» PROBLEM DETAILS:
Select every line of the records that contains the string "window", and copy each of those lines out.

» RECORD EXTRACTS:
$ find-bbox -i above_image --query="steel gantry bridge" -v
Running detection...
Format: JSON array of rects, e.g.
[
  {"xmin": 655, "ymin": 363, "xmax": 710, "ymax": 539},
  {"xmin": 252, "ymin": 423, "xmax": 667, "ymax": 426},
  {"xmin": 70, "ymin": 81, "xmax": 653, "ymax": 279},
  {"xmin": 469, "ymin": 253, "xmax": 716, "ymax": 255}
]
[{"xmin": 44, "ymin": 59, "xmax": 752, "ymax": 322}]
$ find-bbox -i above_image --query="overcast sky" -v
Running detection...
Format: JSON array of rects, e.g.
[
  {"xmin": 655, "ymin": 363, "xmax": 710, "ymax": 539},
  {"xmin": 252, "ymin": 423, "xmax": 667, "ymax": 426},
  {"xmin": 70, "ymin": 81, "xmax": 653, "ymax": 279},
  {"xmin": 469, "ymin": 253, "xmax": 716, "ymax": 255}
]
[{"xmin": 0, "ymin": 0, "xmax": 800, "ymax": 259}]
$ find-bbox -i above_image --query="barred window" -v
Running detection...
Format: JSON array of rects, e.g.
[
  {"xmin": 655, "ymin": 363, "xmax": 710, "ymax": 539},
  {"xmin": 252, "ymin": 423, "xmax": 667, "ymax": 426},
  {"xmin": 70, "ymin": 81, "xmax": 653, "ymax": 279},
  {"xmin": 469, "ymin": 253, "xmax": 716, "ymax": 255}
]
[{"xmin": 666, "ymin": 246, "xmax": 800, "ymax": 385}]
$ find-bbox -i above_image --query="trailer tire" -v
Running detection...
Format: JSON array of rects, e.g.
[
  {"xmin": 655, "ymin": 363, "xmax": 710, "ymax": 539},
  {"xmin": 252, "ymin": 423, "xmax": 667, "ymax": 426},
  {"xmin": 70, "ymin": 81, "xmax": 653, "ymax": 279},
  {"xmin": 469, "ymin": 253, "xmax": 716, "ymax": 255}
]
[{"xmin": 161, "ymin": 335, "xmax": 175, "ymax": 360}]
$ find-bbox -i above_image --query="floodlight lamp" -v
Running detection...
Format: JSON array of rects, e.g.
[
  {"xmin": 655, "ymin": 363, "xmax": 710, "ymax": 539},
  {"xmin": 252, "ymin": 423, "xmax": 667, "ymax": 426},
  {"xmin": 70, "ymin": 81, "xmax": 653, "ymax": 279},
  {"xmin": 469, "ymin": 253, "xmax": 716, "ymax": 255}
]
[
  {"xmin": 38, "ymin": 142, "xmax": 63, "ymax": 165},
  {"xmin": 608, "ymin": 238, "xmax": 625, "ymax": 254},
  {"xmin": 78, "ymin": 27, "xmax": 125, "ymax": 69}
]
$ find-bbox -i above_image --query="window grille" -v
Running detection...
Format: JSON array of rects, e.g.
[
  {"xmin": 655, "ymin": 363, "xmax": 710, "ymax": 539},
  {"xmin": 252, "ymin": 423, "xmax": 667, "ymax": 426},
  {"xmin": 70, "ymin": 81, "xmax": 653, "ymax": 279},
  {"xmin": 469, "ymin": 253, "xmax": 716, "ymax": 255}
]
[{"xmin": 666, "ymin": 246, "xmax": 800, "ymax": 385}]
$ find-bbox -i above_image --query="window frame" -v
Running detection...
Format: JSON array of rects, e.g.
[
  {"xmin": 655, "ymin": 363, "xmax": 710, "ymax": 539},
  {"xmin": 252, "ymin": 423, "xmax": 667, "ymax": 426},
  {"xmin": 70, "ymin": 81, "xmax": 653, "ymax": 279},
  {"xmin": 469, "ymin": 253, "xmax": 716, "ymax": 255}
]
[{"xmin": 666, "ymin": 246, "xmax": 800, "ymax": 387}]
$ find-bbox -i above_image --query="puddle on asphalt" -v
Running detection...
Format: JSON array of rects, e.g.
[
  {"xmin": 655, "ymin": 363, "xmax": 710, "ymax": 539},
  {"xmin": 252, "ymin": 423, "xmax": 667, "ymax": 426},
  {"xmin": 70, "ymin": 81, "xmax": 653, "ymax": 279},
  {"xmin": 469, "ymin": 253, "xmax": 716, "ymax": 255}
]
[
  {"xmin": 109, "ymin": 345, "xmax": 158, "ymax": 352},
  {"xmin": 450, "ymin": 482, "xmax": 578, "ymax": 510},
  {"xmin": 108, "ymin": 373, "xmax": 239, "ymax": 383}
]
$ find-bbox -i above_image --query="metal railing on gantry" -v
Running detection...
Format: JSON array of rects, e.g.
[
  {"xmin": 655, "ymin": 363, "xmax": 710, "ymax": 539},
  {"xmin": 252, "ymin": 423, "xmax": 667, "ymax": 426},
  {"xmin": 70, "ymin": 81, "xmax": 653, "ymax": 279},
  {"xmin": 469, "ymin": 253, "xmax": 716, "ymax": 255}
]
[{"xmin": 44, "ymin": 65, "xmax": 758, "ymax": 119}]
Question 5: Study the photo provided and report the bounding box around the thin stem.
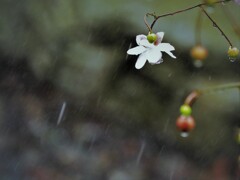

» TASK OUTPUT:
$ find-bbox -i above_image --query="barred window" -v
$ find-bbox -i above_image --query="window grille" -v
$ find-bbox -i above_image --query="window frame" -v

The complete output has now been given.